_PROMPT_: Go through the listing below from the line containing "handbag and record integer pixel coordinates." to its last line, retyping each line exactly and nothing else.

_RECORDS SUPPLIED_:
+ + + + +
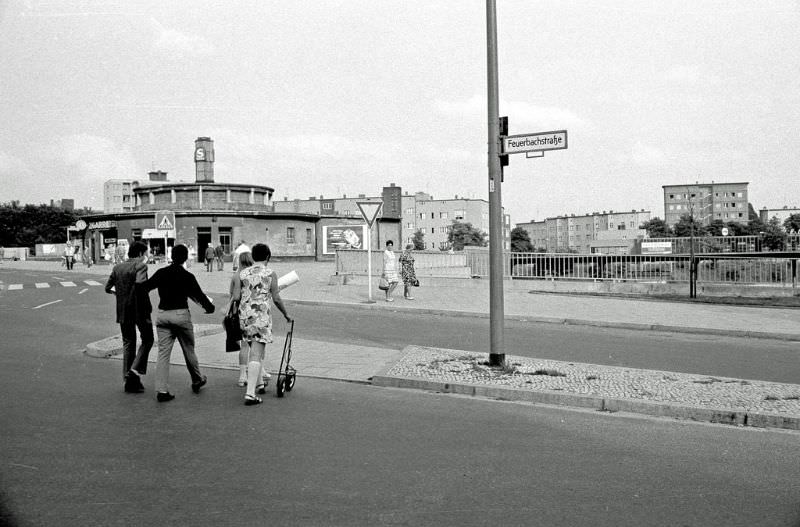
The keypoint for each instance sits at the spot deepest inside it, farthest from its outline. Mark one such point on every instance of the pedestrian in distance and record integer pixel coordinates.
(219, 253)
(390, 270)
(241, 248)
(69, 256)
(255, 288)
(209, 257)
(133, 312)
(174, 321)
(407, 273)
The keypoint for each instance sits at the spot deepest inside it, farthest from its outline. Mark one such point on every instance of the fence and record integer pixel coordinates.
(778, 269)
(727, 244)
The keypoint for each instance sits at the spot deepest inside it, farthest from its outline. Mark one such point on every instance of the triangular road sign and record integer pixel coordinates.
(369, 210)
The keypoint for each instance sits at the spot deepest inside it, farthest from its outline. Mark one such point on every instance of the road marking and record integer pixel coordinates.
(47, 304)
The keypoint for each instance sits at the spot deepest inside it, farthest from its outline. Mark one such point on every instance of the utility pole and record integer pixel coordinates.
(496, 311)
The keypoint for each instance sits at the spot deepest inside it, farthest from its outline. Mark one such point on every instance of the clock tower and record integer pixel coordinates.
(204, 159)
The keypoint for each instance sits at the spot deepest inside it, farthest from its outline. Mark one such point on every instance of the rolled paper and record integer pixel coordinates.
(288, 279)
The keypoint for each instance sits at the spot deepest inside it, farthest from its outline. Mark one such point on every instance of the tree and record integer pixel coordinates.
(418, 240)
(31, 224)
(463, 234)
(521, 241)
(656, 228)
(792, 223)
(774, 237)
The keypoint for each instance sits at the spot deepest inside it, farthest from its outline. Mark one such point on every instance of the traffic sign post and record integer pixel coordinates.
(369, 211)
(165, 222)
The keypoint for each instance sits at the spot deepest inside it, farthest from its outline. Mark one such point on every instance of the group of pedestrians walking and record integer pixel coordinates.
(254, 286)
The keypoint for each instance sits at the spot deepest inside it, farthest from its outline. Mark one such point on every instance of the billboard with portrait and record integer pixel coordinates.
(343, 237)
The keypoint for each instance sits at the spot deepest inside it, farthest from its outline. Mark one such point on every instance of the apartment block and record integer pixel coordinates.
(707, 202)
(575, 233)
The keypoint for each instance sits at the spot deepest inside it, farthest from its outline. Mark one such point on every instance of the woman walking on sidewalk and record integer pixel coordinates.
(254, 287)
(407, 273)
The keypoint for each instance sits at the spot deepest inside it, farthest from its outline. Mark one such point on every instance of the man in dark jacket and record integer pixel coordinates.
(133, 311)
(175, 286)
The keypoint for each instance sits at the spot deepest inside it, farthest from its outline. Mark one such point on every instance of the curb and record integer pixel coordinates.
(601, 404)
(791, 337)
(110, 346)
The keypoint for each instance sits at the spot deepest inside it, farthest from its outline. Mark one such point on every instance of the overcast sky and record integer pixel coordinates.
(343, 97)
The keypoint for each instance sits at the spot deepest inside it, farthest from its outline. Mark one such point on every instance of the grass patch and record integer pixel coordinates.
(549, 373)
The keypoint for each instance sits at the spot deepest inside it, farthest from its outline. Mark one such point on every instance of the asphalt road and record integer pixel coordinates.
(76, 450)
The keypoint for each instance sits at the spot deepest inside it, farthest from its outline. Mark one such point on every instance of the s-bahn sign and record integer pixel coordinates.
(536, 142)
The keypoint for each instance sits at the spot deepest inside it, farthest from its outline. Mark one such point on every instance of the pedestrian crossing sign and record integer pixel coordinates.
(165, 220)
(369, 210)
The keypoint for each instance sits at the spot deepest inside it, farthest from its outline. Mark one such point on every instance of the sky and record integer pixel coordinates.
(325, 98)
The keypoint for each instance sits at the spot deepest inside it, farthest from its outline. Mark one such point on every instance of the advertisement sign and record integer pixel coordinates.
(343, 237)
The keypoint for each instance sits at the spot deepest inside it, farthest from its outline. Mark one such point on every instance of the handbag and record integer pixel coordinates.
(233, 329)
+ + + + +
_RESULT OF THIS TASK_:
The keypoint for each instance sits at the spot deepest inside it, farthest from its outline. Mark one such point on every instance of the handbag and record integer pixel coordinates.
(233, 329)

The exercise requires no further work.